課題文 –
○ ○ ○ ○ ○
トレースの実装（OpenTelemetry）

from opentelemetry import trace
from opentelemetry.exporter.otlp.proto.grpc.trace_exporter import OTLPSpanExporter
from opentelemetry.sdk.trace import TracerProvider
from opentelemetry.sdk.trace.export import BatchSpanProcessor

# 初期化
trace.set_tracer_provider(TracerProvider())
trace.get_tracer_provider().add_span_processor(
    BatchSpanProcessor(OTLPSpanExporter(endpoint="http://otel-collector:4317"))
)

tracer = trace.get_tracer(__name__)


# トレースの埋め込み
def handle_user_query(user_id: str, query: str):
    with tracer.start_as_current_span("handle_user_query") as span:
        span.set_attribute("user.id", user_id)
        span.set_attribute("query.length", len(query))

        with tracer.start_as_current_span("fetch_user_context"):
            context = fetch_context(user_id)

        with tracer.start_as_current_span("claude.api.call") as ai_span:
            ai_span.set_attribute("model", "claude-sonnet-4-7")
            response = call_claude(context, query)
            ai_span.set_attribute("input.tokens", response.usage.input_tokens)
            ai_span.set_attribute("output.tokens", response.usage.output_tokens)
○ ○ ○ ○ ○
提供資料 –
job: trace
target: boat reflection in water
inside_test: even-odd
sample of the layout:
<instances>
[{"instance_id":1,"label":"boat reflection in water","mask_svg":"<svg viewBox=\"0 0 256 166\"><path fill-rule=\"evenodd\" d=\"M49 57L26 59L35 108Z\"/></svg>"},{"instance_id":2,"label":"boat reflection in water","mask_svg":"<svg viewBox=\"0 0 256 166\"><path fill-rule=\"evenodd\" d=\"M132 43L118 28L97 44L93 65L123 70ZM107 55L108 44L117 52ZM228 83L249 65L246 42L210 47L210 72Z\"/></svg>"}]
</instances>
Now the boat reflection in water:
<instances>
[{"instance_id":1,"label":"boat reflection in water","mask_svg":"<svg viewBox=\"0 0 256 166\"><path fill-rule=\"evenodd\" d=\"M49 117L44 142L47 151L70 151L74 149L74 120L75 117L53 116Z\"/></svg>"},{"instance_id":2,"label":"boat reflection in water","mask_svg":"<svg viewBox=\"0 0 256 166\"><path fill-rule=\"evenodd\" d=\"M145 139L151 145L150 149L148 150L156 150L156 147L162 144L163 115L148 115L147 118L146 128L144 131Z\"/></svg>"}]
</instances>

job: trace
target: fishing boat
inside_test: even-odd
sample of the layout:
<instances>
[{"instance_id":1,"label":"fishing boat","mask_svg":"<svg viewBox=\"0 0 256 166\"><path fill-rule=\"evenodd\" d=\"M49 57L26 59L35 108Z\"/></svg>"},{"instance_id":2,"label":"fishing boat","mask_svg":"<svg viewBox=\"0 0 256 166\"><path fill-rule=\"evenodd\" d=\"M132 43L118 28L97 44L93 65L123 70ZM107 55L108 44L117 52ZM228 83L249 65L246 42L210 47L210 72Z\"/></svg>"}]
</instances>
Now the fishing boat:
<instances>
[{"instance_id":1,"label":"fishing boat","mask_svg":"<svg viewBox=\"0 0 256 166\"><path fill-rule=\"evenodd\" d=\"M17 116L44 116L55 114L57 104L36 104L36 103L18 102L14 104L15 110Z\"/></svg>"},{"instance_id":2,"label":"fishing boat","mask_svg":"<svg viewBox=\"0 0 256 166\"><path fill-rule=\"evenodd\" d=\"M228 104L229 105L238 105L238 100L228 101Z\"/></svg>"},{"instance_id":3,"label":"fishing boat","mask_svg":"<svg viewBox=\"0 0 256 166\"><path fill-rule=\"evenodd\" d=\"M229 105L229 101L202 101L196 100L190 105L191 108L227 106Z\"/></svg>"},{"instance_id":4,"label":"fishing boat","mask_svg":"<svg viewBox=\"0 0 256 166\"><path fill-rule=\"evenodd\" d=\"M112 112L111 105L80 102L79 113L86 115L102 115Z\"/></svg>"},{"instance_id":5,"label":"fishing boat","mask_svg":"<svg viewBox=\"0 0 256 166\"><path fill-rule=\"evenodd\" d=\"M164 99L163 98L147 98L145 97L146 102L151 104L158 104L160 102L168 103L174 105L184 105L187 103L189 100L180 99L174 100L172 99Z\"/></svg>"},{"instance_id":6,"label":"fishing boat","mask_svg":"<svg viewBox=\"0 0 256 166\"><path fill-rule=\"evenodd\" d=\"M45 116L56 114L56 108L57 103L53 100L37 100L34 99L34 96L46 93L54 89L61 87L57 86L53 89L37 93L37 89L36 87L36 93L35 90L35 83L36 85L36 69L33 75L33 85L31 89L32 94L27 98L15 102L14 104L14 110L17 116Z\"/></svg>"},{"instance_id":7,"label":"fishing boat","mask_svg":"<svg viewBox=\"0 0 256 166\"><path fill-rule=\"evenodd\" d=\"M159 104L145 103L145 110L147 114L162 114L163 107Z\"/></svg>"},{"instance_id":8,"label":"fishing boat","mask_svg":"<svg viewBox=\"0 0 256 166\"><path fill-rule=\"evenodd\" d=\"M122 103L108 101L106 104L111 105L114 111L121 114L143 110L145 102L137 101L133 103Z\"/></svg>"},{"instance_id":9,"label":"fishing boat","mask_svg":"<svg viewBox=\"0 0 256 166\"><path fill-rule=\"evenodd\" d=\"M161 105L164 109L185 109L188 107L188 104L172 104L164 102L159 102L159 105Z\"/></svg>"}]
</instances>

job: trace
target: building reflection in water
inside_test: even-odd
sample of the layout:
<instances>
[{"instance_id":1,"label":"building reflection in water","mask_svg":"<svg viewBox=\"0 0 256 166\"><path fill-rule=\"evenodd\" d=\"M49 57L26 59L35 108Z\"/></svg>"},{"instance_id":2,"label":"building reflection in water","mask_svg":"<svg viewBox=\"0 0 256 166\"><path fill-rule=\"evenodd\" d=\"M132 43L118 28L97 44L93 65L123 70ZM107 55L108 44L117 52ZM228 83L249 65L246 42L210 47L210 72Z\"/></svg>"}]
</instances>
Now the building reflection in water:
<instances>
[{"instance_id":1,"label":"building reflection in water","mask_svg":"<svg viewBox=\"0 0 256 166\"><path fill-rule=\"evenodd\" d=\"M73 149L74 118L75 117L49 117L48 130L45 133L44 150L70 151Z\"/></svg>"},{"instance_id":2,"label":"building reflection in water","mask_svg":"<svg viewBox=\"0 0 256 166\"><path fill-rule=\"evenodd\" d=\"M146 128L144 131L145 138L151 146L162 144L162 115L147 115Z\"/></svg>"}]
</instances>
○ ○ ○ ○ ○
課題内容 –
トレース実装の課題文から、「from opentelemetry import」から「tracer = trace.get_tracer(__name__)」までの部分を一字一句変えずに抜き出してください。

解答 –
from opentelemetry import trace
from opentelemetry.exporter.otlp.proto.grpc.trace_exporter import OTLPSpanExporter
from opentelemetry.sdk.trace import TracerProvider
from opentelemetry.sdk.trace.export import BatchSpanProcessor

# 初期化
trace.set_tracer_provider(TracerProvider())
trace.get_tracer_provider().add_span_processor(
    BatchSpanProcessor(OTLPSpanExporter(endpoint="http://otel-collector:4317"))
)

tracer = trace.get_tracer(__name__)